What you need to do: Which lines in the records below contain the string "brick"? Return each of those lines in full.
═══ Information supplied
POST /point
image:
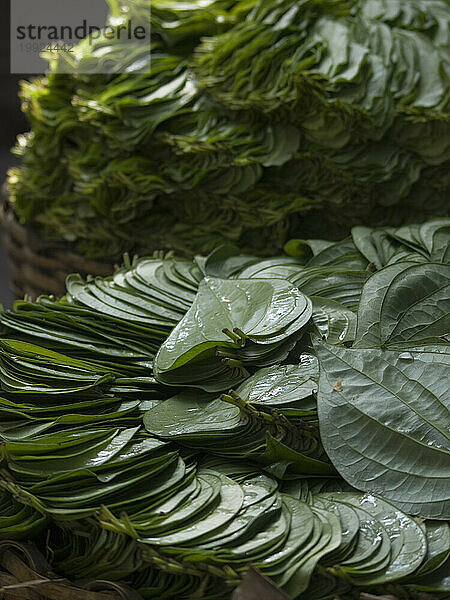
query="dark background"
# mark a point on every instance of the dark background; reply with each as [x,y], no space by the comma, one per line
[12,122]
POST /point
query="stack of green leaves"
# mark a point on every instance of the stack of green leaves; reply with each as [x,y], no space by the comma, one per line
[255,122]
[175,423]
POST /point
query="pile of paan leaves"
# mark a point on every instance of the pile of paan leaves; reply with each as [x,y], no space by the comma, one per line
[175,423]
[252,121]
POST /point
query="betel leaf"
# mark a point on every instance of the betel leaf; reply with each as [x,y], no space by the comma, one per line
[264,312]
[335,323]
[404,302]
[283,386]
[385,423]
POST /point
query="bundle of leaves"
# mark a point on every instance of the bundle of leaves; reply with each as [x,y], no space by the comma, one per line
[255,122]
[182,420]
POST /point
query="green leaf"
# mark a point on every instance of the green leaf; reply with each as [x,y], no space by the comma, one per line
[384,422]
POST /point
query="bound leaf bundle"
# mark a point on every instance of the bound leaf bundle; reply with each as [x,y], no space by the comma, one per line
[255,121]
[176,423]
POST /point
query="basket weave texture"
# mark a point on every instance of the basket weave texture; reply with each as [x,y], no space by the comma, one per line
[39,267]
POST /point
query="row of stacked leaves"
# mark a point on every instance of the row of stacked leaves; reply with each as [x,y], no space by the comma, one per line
[181,420]
[251,118]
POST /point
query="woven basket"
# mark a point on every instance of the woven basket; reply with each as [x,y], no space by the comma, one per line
[26,575]
[38,267]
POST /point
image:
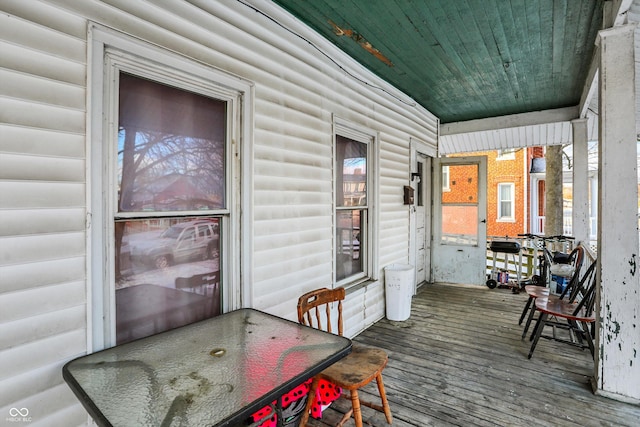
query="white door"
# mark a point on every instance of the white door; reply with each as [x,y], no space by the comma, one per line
[422,212]
[459,227]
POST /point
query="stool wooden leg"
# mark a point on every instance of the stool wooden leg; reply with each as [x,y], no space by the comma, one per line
[383,396]
[310,400]
[355,404]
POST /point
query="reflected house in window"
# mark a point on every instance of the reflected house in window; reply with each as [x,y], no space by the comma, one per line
[169,221]
[174,192]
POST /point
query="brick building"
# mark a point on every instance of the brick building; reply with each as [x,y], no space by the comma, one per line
[515,193]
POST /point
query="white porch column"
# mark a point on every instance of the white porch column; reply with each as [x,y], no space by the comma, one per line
══════
Solution to this exercise:
query="brick building"
# mark a point on every instance of the brick building; reply with each as [x,y], no space by the comma, one per line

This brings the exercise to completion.